» **Passage**
⁂

9. However, we are not called upon to decide the meaning of the phrase ‘other than the business of letting out of properties’, therefore, we do not make any observation with regard thereto and keep it open to decision on an appropriate time and issue. However, this explanation clearly indicates that a commercial property whether let out or not was outside the scope of the existing provision of s. 2(ea) until amended in 1997.

10. Thus, unless the definition of ‘net wealth’ r/w the definition of ‘asset’ as provided in s. 2(m) and s. 2(ea), respectively, includes a building let out to a tenant used for commercial purposes, the same cannot be subjected to wealth-tax. Even if the assessee had included the same in his return, that would not preclude the assessee from claiming the benefit of law. There cannot be any estoppel against statute. A property, which is not otherwise taxable, cannot become taxable because of misunderstanding or wrong understanding of law by the assessee or because of his admission or on his misapprehension. If in law an item is not taxable, no amount of admission or misapprehension can make it taxable. The taxability or the authority to impose tax is independent of admission. Neither there can be any waiver of the right by the assessee. The Department cannot rely upon any such admission or misapprehension if it is not otherwise taxable.

⁂

» **Information given**
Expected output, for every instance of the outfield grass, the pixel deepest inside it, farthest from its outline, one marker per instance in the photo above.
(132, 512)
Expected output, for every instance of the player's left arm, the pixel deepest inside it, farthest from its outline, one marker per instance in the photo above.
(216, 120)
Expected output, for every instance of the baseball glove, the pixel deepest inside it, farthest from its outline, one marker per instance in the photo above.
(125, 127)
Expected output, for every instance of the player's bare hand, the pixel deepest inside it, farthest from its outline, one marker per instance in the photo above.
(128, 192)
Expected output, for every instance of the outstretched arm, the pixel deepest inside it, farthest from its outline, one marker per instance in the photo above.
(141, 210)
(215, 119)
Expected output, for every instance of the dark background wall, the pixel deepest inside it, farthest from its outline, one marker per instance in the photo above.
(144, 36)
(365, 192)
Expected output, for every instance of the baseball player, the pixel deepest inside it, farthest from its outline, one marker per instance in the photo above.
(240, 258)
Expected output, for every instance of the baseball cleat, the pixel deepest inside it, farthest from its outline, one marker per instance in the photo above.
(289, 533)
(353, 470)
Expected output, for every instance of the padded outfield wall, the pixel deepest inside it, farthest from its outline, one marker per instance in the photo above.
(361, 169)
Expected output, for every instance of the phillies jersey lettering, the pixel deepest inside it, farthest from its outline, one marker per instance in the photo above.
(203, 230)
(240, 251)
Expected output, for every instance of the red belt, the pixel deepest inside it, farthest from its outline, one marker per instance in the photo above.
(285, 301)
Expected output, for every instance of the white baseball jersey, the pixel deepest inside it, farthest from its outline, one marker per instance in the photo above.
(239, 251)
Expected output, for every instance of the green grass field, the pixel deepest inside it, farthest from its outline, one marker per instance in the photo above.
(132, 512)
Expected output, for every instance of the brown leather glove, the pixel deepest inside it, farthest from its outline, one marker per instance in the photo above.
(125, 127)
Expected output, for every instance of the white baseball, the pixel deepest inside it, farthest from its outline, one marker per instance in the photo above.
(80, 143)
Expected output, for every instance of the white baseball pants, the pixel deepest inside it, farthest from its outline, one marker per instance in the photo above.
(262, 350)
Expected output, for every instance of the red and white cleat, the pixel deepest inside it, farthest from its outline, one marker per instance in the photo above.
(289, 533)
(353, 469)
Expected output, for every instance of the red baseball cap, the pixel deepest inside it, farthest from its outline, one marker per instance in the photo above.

⁂

» **Objectives**
[1] Decide whether each statement agrees with the wealth-tax passage. Answer yes or no for each and quote the exact words of the passage that decide it.
(a) The court settles the meaning of the phrase about the business of letting out properties.
(b) Listing a property in a return does not stop the assessee from claiming the benefit of law.
(c) The Department may rely on an assessee's admission to tax an item that is not otherwise taxable.
[2] Reproduce the stretch of the wealth-tax passage from "9. However, we" through "amended in 1997.".
[3] Translate this sentence from the wealth-tax passage into Spanish: "If in law an item is not taxable, no amount of admission or misapprehension can make it taxable."

» **Final results**
[1]
(a) No: "we are not called upon to decide the meaning of the phrase"
(b) Yes: "Even if the assessee had included the same in his return, that would not preclude the assessee from claiming the benefit of law."
(c) No: "The Department cannot rely upon any such admission or misapprehension if it is not otherwise taxable."

[2]
9. However, we are not called upon to decide the meaning of the phrase ‘other than the business of letting out of properties’, therefore, we do not make any observation with regard thereto and keep it open to decision on an appropriate time and issue. However, this explanation clearly indicates that a commercial property whether let out or not was outside the scope of the existing provision of s. 2(ea) until amended in 1997.

[3] Si en derecho una partida no es gravable, ninguna admisión ni malentendido puede hacerla gravable.